__SOURCE EXTRACT__.
* Begin *

# Horse won't stand still at mounting block



## Nickyhorse89 (28 June 2016)

Hello All
I've had my new horse now for just over a month. When I bought her she stood fine at the mounting block with no assistance. Since she's moved to the new yard she won't stand. She either swings her bum out or barges forward which can be dangerous for whoever is holding her. I put some of it down to the move and her getting used to everything but now I think it's behavioural.  She's had the full works done now, teeth, feet, back and she's fine. 

Here's what I'm doing now:
I walk her round the arena first, walk up to the block and when she stands she gets a pat, slowly start to pull my stirrups down walk her some more then back to the block but when I move away from her head to the block she either goes sideways or forward. If she goes forward it push her back, if she swings out I circle her round. I repeat this x amount of times until she stands still longer enough for me to get on.

* End *

__MATERIAL SHOWN__.
* Begin *

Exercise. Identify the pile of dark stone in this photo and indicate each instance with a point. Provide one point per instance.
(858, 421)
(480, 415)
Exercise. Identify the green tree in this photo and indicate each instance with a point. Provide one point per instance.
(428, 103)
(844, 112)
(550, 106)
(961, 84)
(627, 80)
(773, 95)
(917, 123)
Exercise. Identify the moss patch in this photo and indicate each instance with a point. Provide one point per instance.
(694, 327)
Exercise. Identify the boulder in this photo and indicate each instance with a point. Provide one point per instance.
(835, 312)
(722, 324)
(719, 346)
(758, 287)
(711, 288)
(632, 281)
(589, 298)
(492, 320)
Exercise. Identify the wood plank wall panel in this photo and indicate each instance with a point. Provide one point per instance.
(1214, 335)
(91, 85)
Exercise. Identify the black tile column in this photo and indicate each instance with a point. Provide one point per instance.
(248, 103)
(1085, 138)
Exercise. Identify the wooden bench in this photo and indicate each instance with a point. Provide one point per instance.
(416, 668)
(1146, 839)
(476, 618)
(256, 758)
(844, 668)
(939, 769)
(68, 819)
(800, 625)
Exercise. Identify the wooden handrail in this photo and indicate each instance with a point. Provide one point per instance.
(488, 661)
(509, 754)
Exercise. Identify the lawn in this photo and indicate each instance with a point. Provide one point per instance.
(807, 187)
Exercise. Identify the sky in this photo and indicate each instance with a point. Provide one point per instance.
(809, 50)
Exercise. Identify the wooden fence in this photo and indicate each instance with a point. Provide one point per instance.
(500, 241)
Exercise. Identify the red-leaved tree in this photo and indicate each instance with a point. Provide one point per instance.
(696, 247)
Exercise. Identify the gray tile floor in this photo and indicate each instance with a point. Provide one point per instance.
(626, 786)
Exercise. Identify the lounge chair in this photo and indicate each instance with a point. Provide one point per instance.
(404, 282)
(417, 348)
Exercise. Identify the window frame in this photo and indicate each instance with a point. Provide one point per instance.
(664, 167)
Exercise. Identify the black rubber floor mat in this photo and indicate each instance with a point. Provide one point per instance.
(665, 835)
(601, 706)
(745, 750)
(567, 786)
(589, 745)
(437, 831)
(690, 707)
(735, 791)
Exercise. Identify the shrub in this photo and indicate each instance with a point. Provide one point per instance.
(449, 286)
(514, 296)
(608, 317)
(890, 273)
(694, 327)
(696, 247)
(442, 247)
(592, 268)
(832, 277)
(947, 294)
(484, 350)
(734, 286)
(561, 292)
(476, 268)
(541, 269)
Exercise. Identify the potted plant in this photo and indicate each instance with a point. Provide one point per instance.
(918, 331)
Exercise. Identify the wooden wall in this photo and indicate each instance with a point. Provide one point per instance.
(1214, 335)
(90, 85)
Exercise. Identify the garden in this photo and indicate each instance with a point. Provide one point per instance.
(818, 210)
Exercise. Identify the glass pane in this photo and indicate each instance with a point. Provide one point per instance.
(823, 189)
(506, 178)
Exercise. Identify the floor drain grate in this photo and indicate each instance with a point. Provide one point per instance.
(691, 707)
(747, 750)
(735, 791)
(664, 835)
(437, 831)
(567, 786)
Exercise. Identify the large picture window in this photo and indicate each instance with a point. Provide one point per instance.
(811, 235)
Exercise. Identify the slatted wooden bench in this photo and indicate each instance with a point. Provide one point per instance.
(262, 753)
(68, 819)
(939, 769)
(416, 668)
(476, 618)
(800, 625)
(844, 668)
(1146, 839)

* End *
* Begin *

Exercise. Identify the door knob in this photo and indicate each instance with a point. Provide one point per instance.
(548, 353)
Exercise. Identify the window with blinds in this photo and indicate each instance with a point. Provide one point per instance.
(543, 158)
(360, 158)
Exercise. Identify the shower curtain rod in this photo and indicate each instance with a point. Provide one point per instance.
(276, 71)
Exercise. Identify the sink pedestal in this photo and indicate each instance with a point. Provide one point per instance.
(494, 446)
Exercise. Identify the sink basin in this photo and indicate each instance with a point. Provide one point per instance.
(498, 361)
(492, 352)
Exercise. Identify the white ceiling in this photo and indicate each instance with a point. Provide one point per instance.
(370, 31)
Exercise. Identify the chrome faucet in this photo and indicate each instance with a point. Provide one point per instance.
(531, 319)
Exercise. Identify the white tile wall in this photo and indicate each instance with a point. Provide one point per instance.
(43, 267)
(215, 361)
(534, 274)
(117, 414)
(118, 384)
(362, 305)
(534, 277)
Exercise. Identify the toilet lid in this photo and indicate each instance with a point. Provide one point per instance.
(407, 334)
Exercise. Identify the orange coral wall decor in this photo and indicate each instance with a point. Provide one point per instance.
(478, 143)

* End *

Print the forum post about the horse at the mounting block, from "# Horse won't" up to and including "and she's fine.". The listing has nothing to do with the forum post.

__FINISHED EXERCISE__.
# Horse won't stand still at mounting block



## Nickyhorse89 (28 June 2016)

Hello All
I've had my new horse now for just over a month. When I bought her she stood fine at the mounting block with no assistance. Since she's moved to the new yard she won't stand. She either swings her bum out or barges forward which can be dangerous for whoever is holding her. I put some of it down to the move and her getting used to everything but now I think it's behavioural.  She's had the full works done now, teeth, feet, back and she's fine.